### AIM OF THE TASK
Extend the article on the Maicuru Biological Reserve, picking up after its final sentence.

Biological reserve in Pará, Brazil

The Maicuru Biological Reserve (Reserva Biológica Maicuru), is a strictly protected biological reserve in the state of Pará, Brazil.
It covers 11518 km2 of Amazon rainforest.

==Location==

The reserve lies between the Maicuru and Jari rivers on the border between the states of Pará and Amapá.
It includes parts of the basins of the Maicuru, Paru and Jari rivers.
It covers 1151761 ha of Amazon biome.
The park is mostly within the municipality of Almeirim (94.49%) with a small part in the municipality of Monte Alegre (5.51%).
It is part of the mosaic of protected areas known as the Calha Norte do rio Amazonas.
It adjoins the Tumucumaque Indigenous Park, Rio Paru d'Este Indigenous Territory, Tumucumaque Mountains National Park and Paru State Forest.

Almost all the reserve is in the Paru-Jari basin formed by the Itapecuru, Ipitinga, Careparu, Paru and Jarí rivers.
The south of the reserve is in the Cuminapanema-Maicuru basin, formed by the Maicurú, Curuá, Mamiá, Cuminapanema and Jauaru rivers.
The total length of water courses in the reserve is about 3700 km.
The reserve is accessible only by small aeroplane through landing strips in four mining areas in the south-central portion and one in the north-central portion.

==History==

The reserve was created by state decree 2610 of 4 December 2006 with the objectives of preserving the natural environment and ecosystem, supporting scientific research and supporting environmental education. The conservation unit is fully protected.
As a biological reserve the purpose is to provide full protection without human interference and allow only indirect use of the natural resources. Public access is prohibited except for educational purposes as defined by the management plan, and scientific research requires prior approval by the Pará Secretary of State for the Environment (SEMA/PA).
The reserve is in the Center of Guiana Endemism, which spans parts of Brazil, Venezuela, Guyana, French Guiana and Suriname.
It may be considered a "mega reserve", aiming to protect a complete sample of species with the space needed to perpetuate themselves over the generations.

Extracted records:
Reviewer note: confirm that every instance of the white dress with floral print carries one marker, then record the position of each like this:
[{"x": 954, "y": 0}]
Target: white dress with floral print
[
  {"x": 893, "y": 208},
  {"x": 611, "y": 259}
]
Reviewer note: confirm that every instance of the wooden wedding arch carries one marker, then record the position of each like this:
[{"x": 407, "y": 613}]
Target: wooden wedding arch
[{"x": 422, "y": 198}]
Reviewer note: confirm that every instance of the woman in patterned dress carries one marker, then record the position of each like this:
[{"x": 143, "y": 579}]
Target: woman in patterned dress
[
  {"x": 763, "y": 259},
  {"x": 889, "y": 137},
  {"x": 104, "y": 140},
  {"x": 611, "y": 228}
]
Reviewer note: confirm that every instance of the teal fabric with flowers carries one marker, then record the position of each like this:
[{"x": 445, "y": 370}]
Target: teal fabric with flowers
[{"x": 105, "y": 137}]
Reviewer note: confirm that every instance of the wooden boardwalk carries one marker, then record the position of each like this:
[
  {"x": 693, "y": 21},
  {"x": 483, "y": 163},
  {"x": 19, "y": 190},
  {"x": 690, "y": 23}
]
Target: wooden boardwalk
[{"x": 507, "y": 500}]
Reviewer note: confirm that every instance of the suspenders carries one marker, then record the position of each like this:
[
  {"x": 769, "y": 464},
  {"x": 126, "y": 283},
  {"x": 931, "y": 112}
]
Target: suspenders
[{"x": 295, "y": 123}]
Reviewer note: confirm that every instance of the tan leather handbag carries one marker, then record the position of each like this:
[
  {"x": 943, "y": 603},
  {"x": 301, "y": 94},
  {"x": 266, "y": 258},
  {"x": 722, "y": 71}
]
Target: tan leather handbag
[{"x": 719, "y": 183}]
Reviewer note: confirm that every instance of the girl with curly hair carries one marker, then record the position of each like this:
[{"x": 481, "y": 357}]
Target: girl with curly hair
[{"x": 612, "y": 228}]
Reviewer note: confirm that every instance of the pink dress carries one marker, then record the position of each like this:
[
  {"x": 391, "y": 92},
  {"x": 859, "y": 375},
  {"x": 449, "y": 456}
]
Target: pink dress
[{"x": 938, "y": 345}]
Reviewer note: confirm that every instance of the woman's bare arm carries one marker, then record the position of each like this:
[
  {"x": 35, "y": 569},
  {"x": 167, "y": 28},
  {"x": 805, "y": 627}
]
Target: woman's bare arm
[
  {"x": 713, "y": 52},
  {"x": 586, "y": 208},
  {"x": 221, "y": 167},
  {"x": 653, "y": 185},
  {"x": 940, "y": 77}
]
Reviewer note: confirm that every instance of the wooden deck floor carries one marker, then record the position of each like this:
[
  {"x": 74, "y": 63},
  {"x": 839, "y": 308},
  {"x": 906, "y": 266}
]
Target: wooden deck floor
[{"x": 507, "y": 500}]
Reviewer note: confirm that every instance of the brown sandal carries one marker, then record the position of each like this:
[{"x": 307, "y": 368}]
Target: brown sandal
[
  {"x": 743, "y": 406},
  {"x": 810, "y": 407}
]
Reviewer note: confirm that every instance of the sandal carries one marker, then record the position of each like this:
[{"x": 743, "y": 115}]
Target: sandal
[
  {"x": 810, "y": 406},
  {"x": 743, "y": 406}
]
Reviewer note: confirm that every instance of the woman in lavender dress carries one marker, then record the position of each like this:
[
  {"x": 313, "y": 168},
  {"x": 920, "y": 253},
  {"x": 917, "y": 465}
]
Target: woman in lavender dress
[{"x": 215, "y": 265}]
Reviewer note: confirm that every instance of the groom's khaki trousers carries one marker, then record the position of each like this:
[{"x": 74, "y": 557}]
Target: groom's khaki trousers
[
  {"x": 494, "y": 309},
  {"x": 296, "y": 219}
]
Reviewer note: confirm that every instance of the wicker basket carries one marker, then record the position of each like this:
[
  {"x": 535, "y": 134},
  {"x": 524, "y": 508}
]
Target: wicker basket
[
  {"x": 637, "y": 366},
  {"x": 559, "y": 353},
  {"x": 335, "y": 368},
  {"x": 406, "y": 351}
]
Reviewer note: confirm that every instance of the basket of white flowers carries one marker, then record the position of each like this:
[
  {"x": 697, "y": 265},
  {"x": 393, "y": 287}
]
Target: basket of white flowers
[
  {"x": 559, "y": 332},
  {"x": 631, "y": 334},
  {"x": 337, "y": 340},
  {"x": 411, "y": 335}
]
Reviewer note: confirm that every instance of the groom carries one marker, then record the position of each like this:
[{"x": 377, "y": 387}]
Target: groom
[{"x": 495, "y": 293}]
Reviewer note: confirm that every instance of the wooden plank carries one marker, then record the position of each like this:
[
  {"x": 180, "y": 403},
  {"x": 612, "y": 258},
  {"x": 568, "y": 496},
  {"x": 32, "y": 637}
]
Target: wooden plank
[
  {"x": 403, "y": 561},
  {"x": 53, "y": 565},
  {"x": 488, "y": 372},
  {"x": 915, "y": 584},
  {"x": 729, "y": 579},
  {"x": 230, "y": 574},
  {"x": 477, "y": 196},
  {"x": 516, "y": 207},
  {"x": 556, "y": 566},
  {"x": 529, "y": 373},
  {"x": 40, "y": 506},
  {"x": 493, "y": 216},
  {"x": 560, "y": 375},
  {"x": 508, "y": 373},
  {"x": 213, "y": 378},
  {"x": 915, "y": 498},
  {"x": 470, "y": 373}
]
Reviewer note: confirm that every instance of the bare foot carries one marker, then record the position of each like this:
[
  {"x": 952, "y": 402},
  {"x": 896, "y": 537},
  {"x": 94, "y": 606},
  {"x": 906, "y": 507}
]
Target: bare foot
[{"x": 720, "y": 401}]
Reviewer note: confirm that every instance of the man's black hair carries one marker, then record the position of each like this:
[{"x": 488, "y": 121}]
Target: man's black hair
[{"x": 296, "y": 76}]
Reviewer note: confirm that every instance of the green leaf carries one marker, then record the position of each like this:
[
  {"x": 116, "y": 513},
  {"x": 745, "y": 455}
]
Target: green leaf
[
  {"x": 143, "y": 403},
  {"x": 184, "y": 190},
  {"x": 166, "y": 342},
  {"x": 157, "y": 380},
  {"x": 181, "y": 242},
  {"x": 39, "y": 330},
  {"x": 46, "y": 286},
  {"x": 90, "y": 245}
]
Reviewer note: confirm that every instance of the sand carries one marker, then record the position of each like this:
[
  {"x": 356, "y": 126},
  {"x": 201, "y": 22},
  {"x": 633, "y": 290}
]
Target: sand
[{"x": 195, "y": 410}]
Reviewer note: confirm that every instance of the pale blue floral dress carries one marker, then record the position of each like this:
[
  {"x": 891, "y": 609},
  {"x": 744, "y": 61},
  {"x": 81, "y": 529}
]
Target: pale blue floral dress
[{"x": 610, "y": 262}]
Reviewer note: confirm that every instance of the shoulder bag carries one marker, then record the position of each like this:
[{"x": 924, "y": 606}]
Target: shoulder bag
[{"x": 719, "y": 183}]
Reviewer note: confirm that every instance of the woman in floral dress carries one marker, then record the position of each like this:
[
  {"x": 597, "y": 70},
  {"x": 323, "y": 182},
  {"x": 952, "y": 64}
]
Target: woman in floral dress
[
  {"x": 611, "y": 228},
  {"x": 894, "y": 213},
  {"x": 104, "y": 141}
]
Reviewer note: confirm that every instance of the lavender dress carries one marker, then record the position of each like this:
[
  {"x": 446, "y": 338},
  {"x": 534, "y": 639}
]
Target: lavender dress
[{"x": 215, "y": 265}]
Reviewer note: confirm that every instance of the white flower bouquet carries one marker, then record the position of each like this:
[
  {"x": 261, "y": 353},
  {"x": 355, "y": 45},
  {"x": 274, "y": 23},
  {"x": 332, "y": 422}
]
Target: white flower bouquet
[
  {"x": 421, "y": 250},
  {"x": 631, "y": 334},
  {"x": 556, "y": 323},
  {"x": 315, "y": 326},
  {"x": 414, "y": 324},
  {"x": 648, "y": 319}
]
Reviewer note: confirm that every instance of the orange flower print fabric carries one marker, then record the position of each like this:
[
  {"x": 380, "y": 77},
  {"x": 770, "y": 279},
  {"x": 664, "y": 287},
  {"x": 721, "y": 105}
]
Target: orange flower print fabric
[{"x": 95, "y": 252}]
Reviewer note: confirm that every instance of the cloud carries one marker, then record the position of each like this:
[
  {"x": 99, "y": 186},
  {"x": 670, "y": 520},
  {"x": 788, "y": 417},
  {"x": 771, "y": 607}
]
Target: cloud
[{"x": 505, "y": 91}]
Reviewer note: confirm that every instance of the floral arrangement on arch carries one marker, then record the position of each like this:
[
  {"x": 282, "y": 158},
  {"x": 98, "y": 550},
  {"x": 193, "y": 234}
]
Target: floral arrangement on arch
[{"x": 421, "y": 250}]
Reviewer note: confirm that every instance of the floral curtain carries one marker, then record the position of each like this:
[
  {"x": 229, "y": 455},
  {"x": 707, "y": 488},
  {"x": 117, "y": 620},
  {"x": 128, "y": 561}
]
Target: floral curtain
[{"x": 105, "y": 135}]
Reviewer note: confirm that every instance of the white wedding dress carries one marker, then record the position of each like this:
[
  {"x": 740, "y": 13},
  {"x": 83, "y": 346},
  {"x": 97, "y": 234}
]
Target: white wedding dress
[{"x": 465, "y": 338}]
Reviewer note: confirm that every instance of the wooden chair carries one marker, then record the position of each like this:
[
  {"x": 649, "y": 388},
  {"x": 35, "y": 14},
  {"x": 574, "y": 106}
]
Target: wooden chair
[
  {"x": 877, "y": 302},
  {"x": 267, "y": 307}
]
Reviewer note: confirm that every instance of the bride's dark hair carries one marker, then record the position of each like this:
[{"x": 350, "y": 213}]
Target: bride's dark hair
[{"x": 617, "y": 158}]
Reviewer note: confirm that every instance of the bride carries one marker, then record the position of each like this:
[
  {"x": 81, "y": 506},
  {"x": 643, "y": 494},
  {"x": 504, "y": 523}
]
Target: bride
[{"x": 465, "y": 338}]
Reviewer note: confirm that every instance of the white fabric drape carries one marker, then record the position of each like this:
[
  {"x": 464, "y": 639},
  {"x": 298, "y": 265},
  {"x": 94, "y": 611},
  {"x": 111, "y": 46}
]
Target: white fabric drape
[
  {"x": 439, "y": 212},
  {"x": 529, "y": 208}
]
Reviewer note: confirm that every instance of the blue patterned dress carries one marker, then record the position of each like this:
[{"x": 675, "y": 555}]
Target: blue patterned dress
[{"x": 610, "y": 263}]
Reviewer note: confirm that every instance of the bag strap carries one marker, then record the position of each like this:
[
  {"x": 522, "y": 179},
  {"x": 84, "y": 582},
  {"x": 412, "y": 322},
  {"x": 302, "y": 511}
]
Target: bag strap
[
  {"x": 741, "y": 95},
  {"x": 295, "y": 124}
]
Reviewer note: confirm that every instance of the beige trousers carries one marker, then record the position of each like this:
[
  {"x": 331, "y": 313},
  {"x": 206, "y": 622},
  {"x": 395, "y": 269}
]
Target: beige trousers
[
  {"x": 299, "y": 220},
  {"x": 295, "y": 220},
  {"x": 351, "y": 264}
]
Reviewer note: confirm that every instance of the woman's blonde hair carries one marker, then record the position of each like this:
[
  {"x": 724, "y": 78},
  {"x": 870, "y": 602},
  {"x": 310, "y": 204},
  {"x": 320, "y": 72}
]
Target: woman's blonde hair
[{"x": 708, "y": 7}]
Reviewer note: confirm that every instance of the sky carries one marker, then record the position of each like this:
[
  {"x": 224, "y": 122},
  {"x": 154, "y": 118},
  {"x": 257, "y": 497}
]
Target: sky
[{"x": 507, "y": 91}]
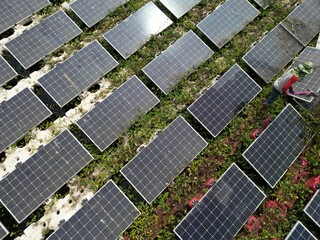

### OUTPUT OF THE EXERCISE
The Management Plan was prepared by Conservation International with the assistance of the Museu Paraense Emílio Goeldi and the Institute of Man and Environment in the Amazon, and technical analysis from SEMA.
The plan describes the physical, biological and socio-economic aspects of the landscape, and provides a full plan for managing it.
The management plan was published and took effect in 2011.
The management councils of the Maicuru Biological Reserve and the Grão Pará Ecological Station were formed on 6–7 March 2013.
The conservation unit is supported by the Amazon Region Protected Areas Program.

==Environment==

The reserve has a tropical monsoon climate, with temperature between 18 and 30 C most of the year, high humidity and high rainfall.
Average annual rainfall is 2300 to 2800 mm, with a rainy season from December to June.
From July to November monthly rainfall is 50 to 150 mm.

The reserve is almost all covered by dense submontane rainforest (98.24%), with some transition forest (0.96%) and Cerrado (0.04%).
There is no record of human pressure in 98.5% of the reserve, but an area covering 1.5% of the reserve hot spots indicate medium pressure.
The reserve contains various endemic and endangered species of flora and fauna.
88 species of fish have been recorded, 31 amphibians, 34 reptiles, 302 birds including the vulnerable crested eagle (Morphnus guianensis) and 33 mammals including the endangered jaguar (Panthera onca), cougar (Puma concolor) and giant anteater (Myrmecophaga tridactyla).
88 species of ferns have been recorded and 306 of flowering plants.